+++ Data shown
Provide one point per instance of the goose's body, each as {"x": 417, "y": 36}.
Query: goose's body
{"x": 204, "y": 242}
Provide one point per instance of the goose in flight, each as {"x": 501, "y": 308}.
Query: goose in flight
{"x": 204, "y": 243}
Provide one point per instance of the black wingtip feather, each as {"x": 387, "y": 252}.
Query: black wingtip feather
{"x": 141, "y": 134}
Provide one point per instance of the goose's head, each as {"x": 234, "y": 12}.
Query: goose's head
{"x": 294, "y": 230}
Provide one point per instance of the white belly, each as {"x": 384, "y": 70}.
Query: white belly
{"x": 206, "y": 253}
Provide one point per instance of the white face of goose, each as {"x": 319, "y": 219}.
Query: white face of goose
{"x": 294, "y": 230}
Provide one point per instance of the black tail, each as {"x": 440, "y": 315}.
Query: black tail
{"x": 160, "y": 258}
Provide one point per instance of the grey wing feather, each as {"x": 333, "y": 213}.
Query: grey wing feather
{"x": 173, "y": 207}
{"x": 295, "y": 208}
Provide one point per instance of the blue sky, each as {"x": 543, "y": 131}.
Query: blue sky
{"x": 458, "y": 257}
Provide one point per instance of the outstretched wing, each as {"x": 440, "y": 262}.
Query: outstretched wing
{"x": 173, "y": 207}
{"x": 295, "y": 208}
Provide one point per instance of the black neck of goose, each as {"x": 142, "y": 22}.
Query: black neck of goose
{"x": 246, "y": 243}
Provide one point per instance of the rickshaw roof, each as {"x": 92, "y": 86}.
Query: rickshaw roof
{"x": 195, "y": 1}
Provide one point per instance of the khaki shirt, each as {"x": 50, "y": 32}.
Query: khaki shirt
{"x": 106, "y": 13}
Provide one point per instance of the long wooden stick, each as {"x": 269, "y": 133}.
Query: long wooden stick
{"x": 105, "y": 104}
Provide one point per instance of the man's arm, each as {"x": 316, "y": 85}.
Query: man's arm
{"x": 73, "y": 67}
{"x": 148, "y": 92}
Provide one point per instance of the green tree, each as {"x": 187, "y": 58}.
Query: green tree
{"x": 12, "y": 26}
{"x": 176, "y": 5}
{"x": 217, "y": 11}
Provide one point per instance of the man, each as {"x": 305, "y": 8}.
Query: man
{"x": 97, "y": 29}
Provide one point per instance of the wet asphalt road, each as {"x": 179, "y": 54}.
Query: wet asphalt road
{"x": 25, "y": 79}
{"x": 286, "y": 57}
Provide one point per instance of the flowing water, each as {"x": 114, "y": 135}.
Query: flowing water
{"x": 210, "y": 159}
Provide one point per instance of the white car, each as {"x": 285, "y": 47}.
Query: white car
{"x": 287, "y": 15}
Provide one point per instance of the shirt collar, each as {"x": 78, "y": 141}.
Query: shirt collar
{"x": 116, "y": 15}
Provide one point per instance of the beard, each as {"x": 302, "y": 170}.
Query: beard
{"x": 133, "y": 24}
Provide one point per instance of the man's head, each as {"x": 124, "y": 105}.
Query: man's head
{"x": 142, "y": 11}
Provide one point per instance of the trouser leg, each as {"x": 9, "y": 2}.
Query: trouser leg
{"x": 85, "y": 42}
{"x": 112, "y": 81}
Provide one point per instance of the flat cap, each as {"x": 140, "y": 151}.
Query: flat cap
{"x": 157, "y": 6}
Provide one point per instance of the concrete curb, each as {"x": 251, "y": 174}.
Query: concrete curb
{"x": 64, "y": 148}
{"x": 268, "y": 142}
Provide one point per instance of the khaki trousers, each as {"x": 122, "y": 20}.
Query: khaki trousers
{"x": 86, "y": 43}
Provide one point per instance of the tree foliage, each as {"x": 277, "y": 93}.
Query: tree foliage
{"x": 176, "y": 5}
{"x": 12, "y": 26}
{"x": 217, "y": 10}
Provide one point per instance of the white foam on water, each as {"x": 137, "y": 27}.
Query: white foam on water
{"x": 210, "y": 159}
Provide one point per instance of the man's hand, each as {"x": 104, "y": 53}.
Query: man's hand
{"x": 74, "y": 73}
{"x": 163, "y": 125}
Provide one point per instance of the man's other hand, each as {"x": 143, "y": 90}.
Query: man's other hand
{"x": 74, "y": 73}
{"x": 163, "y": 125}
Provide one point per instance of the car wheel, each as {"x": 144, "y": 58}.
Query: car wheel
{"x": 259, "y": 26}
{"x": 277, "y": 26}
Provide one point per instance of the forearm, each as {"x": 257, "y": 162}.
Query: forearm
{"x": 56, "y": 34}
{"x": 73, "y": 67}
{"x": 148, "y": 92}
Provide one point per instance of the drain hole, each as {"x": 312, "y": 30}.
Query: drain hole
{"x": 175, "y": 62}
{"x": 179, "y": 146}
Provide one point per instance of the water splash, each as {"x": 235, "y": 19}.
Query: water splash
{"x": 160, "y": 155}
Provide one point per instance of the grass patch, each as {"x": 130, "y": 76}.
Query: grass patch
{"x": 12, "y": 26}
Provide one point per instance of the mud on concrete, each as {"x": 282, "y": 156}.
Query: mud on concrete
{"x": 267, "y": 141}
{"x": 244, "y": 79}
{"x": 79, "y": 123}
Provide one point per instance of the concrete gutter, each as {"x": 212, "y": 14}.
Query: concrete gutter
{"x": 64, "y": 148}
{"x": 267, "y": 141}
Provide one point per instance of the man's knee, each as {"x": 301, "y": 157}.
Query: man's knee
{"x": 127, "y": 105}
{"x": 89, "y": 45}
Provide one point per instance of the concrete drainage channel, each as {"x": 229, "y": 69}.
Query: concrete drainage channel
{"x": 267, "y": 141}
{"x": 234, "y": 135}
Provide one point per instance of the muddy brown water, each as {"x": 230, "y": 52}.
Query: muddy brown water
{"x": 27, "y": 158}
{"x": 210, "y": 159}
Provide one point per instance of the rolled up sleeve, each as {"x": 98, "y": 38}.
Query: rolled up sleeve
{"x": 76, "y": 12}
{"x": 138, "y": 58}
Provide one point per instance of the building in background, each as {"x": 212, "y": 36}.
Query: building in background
++++++
• [Directions for this task]
Among the records, find all lines that include the string "building" and return them.

• [Solved exercise]
Provide one point per instance of the building in background, each as {"x": 212, "y": 36}.
Query: building in background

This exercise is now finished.